▸ **WRITTEN PROBLEM**: Please list each line of the data below that contains the string "boulder". Case matters.

[Labeled-object pointing entries]
=====

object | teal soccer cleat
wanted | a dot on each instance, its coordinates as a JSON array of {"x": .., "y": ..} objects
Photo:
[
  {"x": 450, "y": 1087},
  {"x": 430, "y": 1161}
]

=====

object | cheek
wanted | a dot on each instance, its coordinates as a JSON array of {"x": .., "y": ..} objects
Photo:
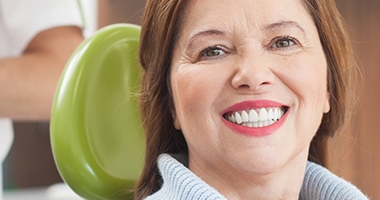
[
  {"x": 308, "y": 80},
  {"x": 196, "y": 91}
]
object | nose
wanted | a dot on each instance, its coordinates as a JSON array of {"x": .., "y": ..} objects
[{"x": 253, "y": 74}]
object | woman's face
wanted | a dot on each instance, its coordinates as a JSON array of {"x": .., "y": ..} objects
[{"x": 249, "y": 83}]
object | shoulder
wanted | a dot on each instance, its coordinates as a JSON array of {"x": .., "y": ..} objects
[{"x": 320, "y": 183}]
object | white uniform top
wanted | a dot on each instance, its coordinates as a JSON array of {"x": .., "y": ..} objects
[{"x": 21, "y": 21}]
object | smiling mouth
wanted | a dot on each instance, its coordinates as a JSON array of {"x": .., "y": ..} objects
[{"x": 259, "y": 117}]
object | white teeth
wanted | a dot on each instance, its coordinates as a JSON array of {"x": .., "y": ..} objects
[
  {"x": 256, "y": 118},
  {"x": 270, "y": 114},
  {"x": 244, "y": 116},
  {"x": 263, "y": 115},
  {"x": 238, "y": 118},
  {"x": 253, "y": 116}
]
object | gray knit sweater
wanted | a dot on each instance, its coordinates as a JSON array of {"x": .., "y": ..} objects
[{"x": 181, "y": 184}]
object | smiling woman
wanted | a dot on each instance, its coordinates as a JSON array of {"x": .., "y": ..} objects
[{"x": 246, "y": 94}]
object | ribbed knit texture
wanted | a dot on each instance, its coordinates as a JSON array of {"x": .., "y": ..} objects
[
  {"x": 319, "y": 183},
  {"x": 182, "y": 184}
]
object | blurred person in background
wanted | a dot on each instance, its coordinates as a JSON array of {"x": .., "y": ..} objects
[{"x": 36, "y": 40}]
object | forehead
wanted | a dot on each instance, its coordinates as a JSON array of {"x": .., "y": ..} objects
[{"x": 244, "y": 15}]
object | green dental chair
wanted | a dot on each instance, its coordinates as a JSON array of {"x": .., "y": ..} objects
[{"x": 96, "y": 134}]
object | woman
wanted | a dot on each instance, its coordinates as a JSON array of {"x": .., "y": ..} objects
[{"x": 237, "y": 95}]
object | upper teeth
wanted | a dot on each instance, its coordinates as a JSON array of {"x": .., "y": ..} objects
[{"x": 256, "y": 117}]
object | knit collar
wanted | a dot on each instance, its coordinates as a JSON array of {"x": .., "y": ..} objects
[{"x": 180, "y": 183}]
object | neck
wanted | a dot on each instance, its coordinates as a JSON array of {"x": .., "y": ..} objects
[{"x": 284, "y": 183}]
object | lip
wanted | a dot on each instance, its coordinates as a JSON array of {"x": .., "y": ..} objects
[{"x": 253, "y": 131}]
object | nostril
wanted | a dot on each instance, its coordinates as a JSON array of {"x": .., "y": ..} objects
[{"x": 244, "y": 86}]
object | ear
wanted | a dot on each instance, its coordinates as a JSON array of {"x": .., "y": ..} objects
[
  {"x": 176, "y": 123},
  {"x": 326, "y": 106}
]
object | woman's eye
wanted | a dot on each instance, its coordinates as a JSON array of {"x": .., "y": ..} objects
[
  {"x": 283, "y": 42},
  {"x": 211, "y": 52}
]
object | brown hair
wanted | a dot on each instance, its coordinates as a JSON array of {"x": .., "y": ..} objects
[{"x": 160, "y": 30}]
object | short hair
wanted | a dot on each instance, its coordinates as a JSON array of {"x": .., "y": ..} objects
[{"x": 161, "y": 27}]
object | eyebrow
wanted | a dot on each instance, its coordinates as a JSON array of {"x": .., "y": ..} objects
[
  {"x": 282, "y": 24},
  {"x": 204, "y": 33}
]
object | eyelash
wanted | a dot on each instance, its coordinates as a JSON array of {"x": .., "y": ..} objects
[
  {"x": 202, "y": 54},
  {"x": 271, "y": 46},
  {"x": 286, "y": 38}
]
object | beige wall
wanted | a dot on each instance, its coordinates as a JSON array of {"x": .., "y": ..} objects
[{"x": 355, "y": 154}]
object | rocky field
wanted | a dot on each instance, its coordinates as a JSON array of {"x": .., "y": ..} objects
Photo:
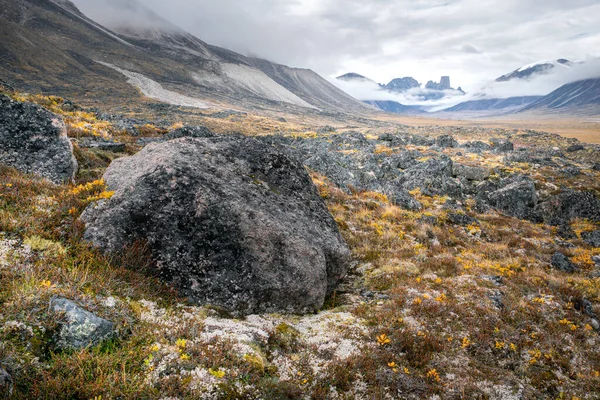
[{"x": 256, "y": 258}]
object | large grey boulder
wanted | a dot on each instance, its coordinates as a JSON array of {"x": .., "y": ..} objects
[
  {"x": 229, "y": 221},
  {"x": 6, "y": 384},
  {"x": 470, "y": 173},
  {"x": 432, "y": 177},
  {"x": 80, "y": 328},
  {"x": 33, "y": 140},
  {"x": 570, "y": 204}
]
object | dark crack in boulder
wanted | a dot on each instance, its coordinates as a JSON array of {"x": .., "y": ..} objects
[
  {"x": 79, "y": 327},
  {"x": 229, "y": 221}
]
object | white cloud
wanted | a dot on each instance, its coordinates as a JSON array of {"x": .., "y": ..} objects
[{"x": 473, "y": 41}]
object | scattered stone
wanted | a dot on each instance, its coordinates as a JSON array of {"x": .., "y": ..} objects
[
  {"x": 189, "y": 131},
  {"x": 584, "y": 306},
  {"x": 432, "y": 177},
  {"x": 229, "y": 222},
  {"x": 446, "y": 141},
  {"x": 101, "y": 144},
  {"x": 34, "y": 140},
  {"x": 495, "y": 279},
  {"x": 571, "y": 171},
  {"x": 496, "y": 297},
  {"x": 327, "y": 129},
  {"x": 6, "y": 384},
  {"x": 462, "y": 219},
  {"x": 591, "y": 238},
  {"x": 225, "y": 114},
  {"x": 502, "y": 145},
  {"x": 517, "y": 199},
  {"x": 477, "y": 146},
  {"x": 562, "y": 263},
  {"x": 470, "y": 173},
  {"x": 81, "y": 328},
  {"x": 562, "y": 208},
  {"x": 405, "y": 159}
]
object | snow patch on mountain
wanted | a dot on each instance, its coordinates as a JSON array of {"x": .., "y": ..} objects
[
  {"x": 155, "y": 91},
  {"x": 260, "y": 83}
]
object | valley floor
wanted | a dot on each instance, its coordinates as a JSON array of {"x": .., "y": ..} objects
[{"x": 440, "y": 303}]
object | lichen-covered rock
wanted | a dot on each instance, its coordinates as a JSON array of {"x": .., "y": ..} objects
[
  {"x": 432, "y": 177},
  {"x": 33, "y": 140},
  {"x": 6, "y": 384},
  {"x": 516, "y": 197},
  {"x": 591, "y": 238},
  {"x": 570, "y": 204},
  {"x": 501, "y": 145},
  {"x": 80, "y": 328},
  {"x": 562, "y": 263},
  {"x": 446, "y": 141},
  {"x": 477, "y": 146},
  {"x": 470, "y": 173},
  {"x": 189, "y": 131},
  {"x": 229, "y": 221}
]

=====

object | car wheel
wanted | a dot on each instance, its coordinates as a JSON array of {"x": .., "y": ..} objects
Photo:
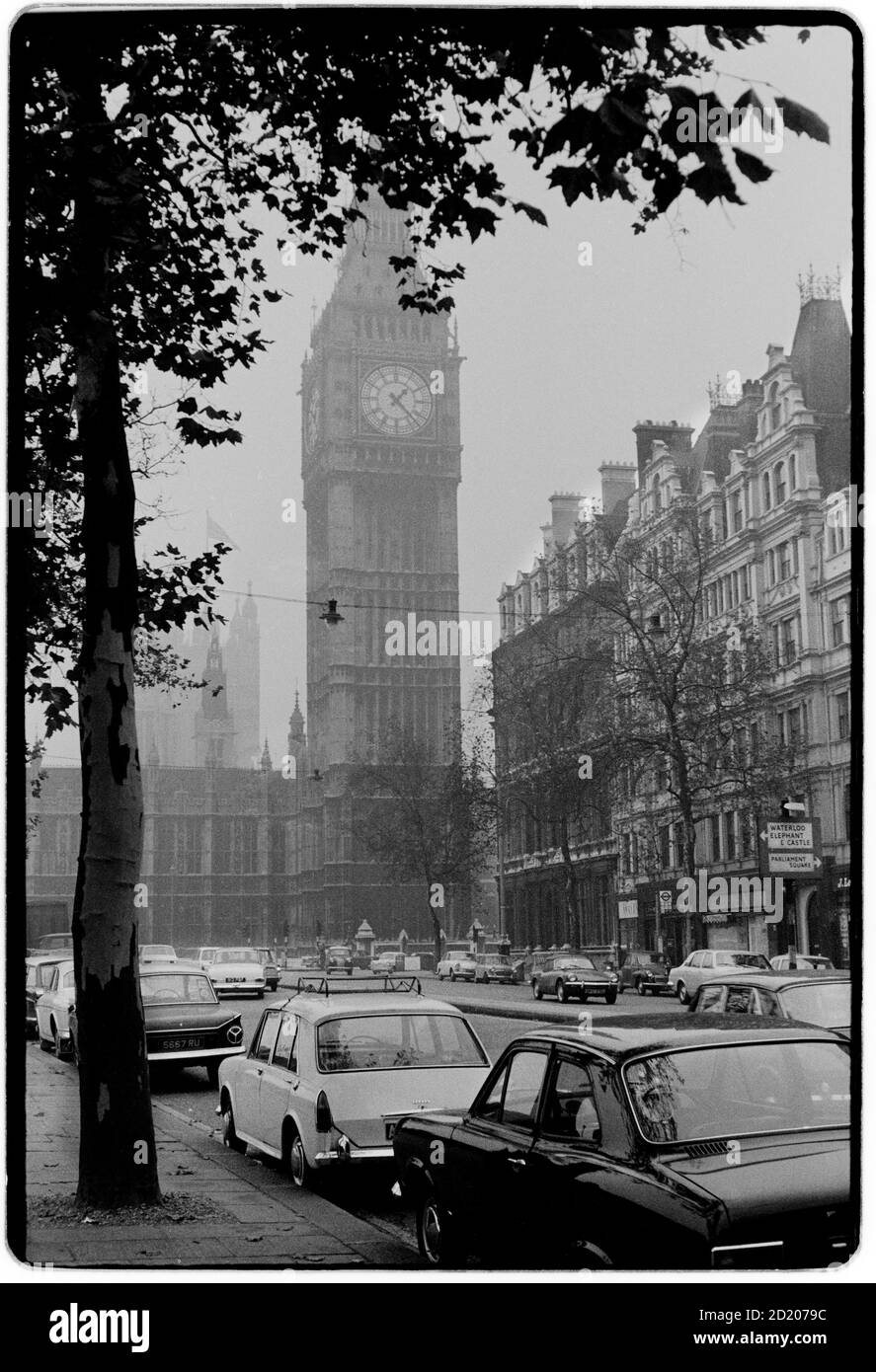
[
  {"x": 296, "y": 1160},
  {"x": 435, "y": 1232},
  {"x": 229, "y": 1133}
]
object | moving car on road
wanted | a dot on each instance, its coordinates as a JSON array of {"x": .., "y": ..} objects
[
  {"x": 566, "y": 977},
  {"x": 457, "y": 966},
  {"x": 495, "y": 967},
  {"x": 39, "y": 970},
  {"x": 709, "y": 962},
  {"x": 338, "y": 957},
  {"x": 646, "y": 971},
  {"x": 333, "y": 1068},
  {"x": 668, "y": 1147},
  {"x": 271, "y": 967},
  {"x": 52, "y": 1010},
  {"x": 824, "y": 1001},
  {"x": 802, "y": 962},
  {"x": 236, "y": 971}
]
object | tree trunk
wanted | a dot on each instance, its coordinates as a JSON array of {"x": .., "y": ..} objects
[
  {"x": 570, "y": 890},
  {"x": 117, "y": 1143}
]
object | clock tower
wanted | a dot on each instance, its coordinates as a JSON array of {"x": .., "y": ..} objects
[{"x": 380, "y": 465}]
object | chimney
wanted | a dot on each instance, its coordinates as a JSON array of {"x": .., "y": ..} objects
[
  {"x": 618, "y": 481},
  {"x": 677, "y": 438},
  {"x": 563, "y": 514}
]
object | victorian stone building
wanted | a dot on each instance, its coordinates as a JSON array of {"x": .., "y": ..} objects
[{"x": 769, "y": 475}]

=====

▸ **FINAL RESULT**:
object | large grey boulder
object | dark crack in boulder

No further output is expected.